» **Problem description**
Look below for the line containing "the gray neck". Output it and each remaining line of the entries exactly, and nothing else.

» **Input material**
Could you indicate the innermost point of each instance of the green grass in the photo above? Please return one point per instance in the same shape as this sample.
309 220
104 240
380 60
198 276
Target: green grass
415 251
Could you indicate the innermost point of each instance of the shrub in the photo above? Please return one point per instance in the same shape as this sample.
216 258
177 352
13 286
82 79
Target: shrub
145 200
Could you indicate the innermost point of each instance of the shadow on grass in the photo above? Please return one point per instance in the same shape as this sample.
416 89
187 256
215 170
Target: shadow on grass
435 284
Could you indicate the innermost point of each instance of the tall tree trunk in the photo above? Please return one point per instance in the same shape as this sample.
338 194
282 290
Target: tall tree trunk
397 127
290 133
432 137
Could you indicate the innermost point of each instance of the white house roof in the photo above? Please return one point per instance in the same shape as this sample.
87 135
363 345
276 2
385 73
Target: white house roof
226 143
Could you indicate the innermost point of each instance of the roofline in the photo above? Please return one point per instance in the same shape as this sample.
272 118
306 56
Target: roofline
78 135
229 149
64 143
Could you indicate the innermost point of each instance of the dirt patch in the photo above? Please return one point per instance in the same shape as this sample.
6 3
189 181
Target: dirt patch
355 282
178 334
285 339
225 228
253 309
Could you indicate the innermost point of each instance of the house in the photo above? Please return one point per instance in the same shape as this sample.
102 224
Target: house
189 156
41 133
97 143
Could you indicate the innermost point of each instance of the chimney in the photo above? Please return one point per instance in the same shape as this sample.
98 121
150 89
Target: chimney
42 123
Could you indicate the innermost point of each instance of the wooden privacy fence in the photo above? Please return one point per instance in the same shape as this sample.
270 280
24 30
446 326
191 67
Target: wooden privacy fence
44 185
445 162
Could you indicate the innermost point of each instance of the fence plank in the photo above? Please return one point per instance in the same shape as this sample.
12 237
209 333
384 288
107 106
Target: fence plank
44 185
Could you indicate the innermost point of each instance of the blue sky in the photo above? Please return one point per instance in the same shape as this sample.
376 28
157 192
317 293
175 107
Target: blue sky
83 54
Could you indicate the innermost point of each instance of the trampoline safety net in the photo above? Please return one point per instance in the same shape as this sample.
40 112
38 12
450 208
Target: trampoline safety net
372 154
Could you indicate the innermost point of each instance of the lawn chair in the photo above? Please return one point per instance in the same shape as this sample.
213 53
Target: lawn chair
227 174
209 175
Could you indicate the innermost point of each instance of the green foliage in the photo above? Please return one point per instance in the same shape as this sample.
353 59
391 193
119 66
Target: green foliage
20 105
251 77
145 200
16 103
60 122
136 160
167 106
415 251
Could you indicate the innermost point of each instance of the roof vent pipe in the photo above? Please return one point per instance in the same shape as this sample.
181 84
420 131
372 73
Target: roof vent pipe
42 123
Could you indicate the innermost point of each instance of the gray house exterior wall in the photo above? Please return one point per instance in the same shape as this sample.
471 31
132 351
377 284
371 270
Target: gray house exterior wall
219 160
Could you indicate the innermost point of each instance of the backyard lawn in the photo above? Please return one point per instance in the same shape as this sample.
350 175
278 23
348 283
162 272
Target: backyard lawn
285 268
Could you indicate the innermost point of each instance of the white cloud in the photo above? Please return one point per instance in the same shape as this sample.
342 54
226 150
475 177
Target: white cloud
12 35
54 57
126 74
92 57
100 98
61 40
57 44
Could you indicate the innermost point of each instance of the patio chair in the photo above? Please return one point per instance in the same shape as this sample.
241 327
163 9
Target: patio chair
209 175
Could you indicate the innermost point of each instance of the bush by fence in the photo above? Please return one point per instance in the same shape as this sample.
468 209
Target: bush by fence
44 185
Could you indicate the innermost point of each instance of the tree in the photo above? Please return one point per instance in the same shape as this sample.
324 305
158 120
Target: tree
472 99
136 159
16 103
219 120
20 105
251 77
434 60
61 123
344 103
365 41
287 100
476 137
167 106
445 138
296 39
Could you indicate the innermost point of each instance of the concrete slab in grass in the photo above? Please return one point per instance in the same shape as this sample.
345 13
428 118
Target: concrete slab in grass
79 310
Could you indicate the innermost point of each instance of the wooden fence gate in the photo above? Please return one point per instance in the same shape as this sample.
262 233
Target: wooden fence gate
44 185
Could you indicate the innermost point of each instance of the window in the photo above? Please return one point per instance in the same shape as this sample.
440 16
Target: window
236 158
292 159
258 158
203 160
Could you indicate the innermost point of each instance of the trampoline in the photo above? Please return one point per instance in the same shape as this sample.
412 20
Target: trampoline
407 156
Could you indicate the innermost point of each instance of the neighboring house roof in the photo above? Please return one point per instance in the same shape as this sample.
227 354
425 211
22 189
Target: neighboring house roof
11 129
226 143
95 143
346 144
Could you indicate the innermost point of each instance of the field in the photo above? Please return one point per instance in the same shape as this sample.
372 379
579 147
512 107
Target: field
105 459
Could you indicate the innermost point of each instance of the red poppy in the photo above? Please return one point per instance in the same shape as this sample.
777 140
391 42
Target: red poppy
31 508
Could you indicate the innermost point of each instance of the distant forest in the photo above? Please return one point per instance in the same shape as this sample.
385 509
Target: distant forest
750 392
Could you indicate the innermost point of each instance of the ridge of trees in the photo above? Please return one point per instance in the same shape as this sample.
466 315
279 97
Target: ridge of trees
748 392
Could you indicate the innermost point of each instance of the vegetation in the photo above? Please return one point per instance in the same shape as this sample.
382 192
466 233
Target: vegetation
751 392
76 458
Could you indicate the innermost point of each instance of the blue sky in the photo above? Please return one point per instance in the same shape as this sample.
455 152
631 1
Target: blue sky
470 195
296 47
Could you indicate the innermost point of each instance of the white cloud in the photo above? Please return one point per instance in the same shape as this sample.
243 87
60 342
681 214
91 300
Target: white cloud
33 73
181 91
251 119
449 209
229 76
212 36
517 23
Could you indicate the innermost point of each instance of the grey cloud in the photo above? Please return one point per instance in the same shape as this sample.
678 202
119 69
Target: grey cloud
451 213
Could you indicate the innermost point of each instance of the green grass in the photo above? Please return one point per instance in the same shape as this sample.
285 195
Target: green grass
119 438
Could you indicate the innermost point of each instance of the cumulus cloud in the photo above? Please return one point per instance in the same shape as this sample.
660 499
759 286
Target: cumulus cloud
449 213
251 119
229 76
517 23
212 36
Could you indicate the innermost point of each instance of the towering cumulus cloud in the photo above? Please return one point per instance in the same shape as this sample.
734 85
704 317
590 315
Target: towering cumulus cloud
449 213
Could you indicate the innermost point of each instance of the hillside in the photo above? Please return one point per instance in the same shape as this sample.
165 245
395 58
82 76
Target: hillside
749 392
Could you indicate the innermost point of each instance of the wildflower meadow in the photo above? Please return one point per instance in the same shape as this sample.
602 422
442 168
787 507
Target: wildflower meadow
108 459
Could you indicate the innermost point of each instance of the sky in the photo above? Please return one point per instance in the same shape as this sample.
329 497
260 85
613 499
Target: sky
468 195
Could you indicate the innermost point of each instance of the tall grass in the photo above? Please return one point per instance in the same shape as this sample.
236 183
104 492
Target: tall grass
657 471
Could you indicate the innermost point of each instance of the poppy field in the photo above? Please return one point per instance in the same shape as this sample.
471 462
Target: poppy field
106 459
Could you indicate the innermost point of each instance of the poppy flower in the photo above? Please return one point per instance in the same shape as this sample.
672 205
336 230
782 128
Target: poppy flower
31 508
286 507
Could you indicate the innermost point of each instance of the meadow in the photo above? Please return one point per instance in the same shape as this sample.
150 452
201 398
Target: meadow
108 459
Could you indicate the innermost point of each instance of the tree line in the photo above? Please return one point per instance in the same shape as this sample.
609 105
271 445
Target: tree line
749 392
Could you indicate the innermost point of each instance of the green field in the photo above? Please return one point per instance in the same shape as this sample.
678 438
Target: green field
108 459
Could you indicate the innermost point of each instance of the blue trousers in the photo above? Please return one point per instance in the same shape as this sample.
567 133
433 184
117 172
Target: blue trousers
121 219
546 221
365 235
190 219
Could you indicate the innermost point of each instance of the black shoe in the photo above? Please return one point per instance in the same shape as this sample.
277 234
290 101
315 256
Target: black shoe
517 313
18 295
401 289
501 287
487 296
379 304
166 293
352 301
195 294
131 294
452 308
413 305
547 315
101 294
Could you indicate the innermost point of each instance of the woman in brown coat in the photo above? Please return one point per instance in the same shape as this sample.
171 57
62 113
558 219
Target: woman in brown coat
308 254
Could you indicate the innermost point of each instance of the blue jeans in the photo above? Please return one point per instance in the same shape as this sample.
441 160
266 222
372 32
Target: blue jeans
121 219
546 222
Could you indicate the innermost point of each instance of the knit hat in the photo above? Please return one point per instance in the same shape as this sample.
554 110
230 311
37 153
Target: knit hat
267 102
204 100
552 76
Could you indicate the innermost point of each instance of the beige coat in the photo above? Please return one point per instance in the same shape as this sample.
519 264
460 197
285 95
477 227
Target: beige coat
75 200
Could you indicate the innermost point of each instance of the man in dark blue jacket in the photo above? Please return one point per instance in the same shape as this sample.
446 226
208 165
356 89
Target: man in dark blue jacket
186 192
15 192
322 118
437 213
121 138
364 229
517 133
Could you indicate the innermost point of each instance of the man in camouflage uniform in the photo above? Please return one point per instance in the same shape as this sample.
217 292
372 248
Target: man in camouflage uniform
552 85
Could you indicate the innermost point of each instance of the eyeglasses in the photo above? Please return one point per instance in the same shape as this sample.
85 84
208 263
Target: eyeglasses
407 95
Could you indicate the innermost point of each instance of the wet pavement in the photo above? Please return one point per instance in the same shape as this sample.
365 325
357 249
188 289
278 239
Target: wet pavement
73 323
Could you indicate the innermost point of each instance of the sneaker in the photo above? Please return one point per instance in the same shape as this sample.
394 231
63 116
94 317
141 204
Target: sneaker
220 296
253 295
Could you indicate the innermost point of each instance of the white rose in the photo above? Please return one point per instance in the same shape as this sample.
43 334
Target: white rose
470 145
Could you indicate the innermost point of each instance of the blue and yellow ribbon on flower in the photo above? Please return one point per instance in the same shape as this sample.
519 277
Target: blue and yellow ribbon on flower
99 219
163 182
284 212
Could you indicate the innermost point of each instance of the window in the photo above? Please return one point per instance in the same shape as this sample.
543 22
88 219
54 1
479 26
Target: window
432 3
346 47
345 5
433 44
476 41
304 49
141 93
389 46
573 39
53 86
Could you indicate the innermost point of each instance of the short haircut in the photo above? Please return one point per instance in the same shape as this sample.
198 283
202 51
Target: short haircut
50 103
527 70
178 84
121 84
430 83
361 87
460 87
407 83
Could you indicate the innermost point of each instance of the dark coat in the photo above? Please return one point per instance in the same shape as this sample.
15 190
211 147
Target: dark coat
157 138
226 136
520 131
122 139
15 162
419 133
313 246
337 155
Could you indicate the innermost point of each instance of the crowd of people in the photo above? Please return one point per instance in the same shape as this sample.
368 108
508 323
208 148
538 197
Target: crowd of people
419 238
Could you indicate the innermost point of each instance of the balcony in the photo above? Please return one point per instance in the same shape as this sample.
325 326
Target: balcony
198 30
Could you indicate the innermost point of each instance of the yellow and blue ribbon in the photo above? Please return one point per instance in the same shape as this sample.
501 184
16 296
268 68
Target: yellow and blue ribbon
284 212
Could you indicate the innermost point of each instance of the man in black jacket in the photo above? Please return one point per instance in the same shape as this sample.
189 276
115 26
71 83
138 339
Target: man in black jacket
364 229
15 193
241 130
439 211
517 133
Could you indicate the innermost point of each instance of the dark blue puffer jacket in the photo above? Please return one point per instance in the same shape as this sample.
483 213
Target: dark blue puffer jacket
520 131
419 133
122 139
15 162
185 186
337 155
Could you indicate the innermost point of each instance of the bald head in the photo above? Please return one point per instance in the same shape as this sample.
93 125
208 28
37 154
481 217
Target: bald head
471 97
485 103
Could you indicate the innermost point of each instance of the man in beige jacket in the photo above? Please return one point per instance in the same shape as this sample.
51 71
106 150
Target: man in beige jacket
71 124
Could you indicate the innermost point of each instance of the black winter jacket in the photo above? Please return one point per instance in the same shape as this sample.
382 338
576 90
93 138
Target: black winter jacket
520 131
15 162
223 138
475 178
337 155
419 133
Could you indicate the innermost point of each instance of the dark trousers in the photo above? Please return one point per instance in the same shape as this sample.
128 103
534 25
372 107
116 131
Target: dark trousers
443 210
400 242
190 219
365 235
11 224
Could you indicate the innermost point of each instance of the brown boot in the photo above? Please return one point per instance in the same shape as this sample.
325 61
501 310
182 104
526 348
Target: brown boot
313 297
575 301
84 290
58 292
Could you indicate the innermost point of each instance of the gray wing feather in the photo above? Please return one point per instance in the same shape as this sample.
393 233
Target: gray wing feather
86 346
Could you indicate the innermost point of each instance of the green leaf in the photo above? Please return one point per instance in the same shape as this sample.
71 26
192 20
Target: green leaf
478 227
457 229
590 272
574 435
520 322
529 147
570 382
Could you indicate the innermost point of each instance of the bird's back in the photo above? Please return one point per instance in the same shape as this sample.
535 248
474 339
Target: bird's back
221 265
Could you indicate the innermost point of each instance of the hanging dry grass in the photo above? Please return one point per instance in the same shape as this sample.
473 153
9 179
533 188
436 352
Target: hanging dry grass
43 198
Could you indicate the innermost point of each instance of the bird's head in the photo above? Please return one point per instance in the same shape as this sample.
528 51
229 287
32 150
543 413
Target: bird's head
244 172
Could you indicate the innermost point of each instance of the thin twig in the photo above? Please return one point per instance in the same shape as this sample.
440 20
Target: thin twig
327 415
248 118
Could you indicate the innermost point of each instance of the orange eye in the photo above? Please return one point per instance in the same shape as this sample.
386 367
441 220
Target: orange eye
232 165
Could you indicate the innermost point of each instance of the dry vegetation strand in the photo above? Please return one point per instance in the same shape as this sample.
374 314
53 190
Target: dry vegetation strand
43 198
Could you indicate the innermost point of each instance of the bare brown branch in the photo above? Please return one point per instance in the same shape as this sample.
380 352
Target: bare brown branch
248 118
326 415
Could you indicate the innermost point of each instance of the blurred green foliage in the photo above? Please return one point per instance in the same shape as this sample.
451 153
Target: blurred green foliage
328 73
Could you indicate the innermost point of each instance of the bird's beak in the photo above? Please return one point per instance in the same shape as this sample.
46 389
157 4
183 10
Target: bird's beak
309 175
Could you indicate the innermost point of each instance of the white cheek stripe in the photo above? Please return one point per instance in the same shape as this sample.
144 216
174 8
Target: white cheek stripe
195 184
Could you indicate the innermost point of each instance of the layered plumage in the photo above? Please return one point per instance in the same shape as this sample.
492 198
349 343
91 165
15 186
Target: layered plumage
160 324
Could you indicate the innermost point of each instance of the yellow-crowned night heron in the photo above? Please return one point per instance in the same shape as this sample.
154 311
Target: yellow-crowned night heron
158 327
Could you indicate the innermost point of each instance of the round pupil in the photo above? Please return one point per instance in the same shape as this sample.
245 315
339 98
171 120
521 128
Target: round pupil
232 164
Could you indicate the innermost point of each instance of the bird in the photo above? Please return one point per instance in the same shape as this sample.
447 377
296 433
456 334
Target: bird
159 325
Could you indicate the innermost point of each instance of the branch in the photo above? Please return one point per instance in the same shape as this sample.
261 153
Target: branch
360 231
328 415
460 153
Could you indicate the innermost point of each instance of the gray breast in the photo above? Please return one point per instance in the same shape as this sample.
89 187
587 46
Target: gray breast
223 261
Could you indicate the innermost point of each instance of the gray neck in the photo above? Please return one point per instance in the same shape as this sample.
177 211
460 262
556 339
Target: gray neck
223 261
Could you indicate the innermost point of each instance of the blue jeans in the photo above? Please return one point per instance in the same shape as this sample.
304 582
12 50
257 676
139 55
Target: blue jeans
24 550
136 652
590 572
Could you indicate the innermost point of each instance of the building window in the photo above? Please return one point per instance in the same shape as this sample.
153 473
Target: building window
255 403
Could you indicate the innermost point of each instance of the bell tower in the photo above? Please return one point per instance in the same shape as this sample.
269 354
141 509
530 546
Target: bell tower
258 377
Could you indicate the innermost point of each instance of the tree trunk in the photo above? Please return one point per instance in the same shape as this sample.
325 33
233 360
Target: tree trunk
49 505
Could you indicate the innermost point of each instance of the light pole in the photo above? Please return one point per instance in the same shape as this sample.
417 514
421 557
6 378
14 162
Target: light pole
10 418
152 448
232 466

» **Task output**
Could you indicate the innermost point of each instance of the gray neck in the photo above? Please return one point per instance in the same shape as this sample.
177 211
460 262
556 339
Target: gray neck
223 261
Could you indicate the innermost point of each instance of the blue jeans in the photo above? Please return one point per instance in the same shape as this sample.
304 582
12 50
257 676
139 55
Target: blue jeans
24 550
136 652
590 572
Could you indicate the innermost point of each instance of the building window in the photo above? Please return one point per instance in the same shape as this sample.
153 473
Target: building window
255 403
Could you indicate the innermost point of each instance of the bell tower in the photo above? Please return one point per instance in the same shape as this sample.
269 354
141 509
530 546
Target: bell tower
258 377
Could you indicate the innermost point of each instance of the tree trunk in the photo above? Please return one point per instance in the same shape as this sample.
325 33
233 360
Target: tree trunk
49 505
Could you indicate the innermost point of each instance of the light pole in the photo above? Please return one point per instance in the same shape as this sample.
417 514
421 557
6 378
14 162
Target: light pole
10 418
152 448
232 466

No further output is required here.